◆ **Data for this exercise**
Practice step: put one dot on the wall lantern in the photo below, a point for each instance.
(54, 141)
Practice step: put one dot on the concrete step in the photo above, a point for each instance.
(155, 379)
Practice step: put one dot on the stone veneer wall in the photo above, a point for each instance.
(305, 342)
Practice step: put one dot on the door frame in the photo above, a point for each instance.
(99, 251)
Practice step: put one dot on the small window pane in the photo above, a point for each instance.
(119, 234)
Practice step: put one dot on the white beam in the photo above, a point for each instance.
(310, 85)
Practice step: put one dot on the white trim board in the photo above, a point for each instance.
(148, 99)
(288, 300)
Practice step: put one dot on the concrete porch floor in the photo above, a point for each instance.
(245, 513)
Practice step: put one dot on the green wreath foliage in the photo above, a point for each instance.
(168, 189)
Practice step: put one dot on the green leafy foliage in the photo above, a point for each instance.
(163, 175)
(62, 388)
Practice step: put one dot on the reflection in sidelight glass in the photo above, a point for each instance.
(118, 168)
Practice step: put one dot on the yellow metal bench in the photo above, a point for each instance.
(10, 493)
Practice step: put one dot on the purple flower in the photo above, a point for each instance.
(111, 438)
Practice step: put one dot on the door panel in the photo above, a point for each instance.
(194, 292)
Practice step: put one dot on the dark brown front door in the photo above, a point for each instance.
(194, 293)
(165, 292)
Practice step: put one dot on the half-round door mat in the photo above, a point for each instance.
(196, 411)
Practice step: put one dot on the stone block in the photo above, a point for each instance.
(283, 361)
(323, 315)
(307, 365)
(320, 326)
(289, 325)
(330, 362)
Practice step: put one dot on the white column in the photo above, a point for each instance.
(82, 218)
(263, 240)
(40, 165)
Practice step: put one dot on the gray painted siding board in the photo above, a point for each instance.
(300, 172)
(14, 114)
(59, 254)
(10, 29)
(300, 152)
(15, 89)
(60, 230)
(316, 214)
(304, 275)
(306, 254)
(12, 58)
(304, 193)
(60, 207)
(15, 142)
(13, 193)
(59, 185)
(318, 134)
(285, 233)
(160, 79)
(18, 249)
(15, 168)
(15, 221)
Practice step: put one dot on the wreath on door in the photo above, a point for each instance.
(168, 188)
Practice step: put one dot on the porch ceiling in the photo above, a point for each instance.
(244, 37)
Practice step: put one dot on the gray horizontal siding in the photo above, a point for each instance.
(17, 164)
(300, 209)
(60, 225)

◆ **Task instructions**
Down to the final line, the data above must be copied exactly.

◆ **Reply**
Practice step: put one dot on the wall lantern in the photo below, a point for each instance.
(54, 141)
Practice step: put one dot on the concrete step in the photo above, a point for each instance.
(155, 379)
Practice step: put one dot on the stone veneer wall in the photo above, a point for each instance.
(305, 342)
Practice step: put one dot on the door frame in the photo above, a point for each instance.
(99, 251)
Practice step: put one dot on the small window pane in the photo above, a point for each instance.
(119, 234)
Practice step: put one dot on the white beam in the photo above, a point for each instance.
(310, 85)
Practice step: put one dot on the white trim board in the photo above, a point for each instance.
(148, 99)
(288, 300)
Practice step: put one dot on the concrete porch floor in the photo above, a point for each instance.
(245, 513)
Practice step: put one dot on the green wreath foliage in the photo above, a point for each instance.
(168, 189)
Practice step: put one dot on the green leafy foliage in the photo above, a point for each instance.
(163, 175)
(62, 388)
Practice step: put one dot on the reflection in sidelight glass in the photo above, a point for each instance.
(118, 168)
Practice step: put one dot on the yellow metal bench in the photo above, a point for each instance.
(10, 493)
Practice step: put one dot on the purple flower in the photo above, a point for each instance.
(111, 438)
Practice step: put one dot on the door panel in the photo above, a point for each instance.
(194, 292)
Practice step: put one dot on the dark brown front door in the photo above, a point for each instance.
(194, 293)
(165, 292)
Practice step: put one dot on the half-round door mat in the photo above, a point for each instance.
(196, 411)
Practice step: put one dot on the stone block in the photo above, a point for each instance.
(283, 361)
(323, 315)
(307, 365)
(320, 326)
(289, 325)
(330, 362)
Practice step: put one dot on the white column in the photo above, a point for each instance.
(82, 218)
(263, 240)
(40, 165)
Practice step: put one dot on the gray painted siding board in the photo above, a point for each instance.
(300, 172)
(14, 114)
(59, 254)
(10, 29)
(300, 152)
(15, 89)
(60, 230)
(316, 214)
(304, 275)
(306, 254)
(12, 58)
(304, 193)
(60, 207)
(15, 142)
(13, 193)
(59, 185)
(318, 134)
(285, 233)
(160, 79)
(18, 249)
(15, 168)
(15, 221)
Practice step: put one dot on the wreath on door in the photo above, a point for each instance.
(168, 188)
Practice step: put one dot on the porch ceiling in the photo above, a point for each instance.
(244, 37)
Practice step: put one dot on the gray horizontal siding in the photo above, a point for each instance.
(17, 164)
(300, 209)
(60, 225)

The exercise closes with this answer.